* **Задания**
a. Перепишите без изменений часть текста о власти в Китае от слов «Надо отдать Хань» до слов «и незнающими подданными.».
b. Напишите продолжение текста о власти в Китае, начиная сразу после его последнего предложения.

* **Фрагмент текста**
Такое претворение не имеет своей идеи или сущности, но, как можно заметить, воспроизводит действие абсолютной событийности, которая предстает одновременно как Единое Превращение мира и бездна мировых метаморфоз, предельная целостность и предельная конкретность.

Определить принцип путем сопоставления вещей означает в таком случае установить качество или, можно сказать, тип или тему целой ситуации. Власть в китайском понимании и есть не что иное, как право определять качество той или иной обстановки; определять интуитивно, посредством «пустоты ума-сердца», ибо в ситуационно воспринимаемом мире, т. е. в мире, воспринимаемом как «одно тело», одно иерархически выстроенное целое, все случается «совместно», вне отношений причины и следствия, цели и средства. А все, что лежит вне сферы общей гармонии и тем более противится своему соучастию во вселенском согласии, подлежит исправлению или уничтожению. Поскольку гармоническое всеединство мира само себя оправдывает, сопутствующая ему классификация явлений остается чисто формальной и некритической. Тем не менее сама идея такого формального определения «текущего момента» оказалась в Китае необычайно живучей, поскольку она позволяла соотносить общее и особенное в окружающем мире и так сохранять традиционную модель рациональности. Она и была главным средством управления в Китае.

Надо отдать Хань Фэй-цзы должное: ему удалось с редкой прозорливостью разглядеть действительную природу власти, которая проистекает как раз из организуемой понятиями игры различий (что, кстати сказать, и засвидетельствовано знаменитым афоризмом: «разделяй и властвуй»). Абсолютная же власть есть различие между несопоставимыми вещами, и последнее выступает как различие между знающим правителем и незнающими подданными.

* **Представленные данные**
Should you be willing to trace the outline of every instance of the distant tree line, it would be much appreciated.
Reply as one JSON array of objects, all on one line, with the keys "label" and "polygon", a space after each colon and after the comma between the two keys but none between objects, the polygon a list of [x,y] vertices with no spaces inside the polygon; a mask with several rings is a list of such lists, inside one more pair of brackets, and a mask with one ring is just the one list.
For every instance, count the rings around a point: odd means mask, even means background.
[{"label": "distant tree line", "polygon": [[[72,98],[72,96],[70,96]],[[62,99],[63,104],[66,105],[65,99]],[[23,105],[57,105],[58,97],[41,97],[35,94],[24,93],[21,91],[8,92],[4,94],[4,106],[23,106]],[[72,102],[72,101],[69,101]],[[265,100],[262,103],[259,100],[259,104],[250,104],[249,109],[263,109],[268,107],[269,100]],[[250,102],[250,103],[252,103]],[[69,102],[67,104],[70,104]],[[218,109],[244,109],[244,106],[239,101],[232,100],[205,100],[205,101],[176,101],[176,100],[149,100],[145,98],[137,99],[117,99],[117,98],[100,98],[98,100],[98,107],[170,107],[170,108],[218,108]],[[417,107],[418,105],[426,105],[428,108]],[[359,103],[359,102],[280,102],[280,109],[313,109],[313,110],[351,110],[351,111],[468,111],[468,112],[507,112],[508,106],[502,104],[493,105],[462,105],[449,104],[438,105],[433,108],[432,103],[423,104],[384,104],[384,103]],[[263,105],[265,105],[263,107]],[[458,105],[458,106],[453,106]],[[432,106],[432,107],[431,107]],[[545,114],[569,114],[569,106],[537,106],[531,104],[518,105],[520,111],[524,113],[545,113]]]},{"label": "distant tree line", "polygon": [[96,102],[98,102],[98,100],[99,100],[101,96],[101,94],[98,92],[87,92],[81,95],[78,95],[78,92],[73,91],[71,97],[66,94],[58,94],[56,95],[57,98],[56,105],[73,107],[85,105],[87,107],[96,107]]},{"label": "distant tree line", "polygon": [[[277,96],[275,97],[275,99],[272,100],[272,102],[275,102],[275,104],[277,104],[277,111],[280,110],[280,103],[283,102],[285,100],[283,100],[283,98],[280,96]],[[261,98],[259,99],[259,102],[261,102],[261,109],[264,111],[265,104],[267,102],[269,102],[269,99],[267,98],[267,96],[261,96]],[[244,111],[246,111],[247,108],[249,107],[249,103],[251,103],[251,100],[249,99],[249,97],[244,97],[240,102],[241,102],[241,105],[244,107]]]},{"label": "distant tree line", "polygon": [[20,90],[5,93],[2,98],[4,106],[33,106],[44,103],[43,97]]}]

* **Ответы**
a.
Надо отдать Хань Фэй-цзы должное: ему удалось с редкой прозорливостью разглядеть действительную природу власти, которая проистекает как раз из организуемой понятиями игры различий (что, кстати сказать, и засвидетельствовано знаменитым афоризмом: «разделяй и властвуй»). Абсолютная же власть есть различие между несопоставимыми вещами, и последнее выступает как различие между знающим правителем и незнающими подданными.

b.
Учение Хань Фэй-цзы о «небесном принципе» вещей как универсальном различении призвано разрешить и одну из главных проблем предложенной им бюрократической организации. Дело в том, что в сложных административных системах ни одно должностное лицо не в состоянии обладать полным объемом управленческого знания или даже знанием, достаточным для принятия решений. Теоретики «законничества» всегда подчеркивали, что только правитель должен обладать всей полнотой информации, но при этом он не должен заниматься конкретными делами управления. Идея принципа как типа существования является ответом на эту дилемму знания в управленческой системе: роль правителя заключается здесь в достижении знания типов действительности, которое относится к качественно более высокому порядку знания, нежели знание предметное, и в то же время охватывает потенциально бесчисленное множество мировых явлений. Именно такой характер носят системы классификации вещей, представленные в традиционных китайских энциклопедиях.

Можно сказать, что у Хань Фэй-цзы чиновники предстают носителями знания, тогда как правитель обладает исключительной привилегией на понимание, но при этом обладает привилегией не иметь расчетов и планов, а жить единичными «событиями», оставаясь непредсказуемым и непостижимым для своих подданных.

Важное следствие трактовки Хань Фэй-цзы «принципов вещей» состоит в том, что власть есть человеческое изобретение, что она фабрикуется людьми. Обычаи и исторические прецеденты не имеют для него познавательного значения – они только иллюстрируют уже известное. Но он – авторитарный просвещенец, который требует заменить таинство ритуала бюрократической секретностью и учредить новую квазитрадицию, идущую от «ясности ума» государя. Отвергая метафизику, он признает разумность человека как деятельного существа. Правда, разумность воплощается для него в личности «единственного из людей» – правителя. Но поскольку «разумный» правитель свободен от всякой субъективности, устанавливаемые им имена должны соответствовать природному, или «небесному», порядку. Так самодержавная власть получала в глазах легистов вполне убедительное и притом «естественное», согласующееся со здравым смыслом обоснование.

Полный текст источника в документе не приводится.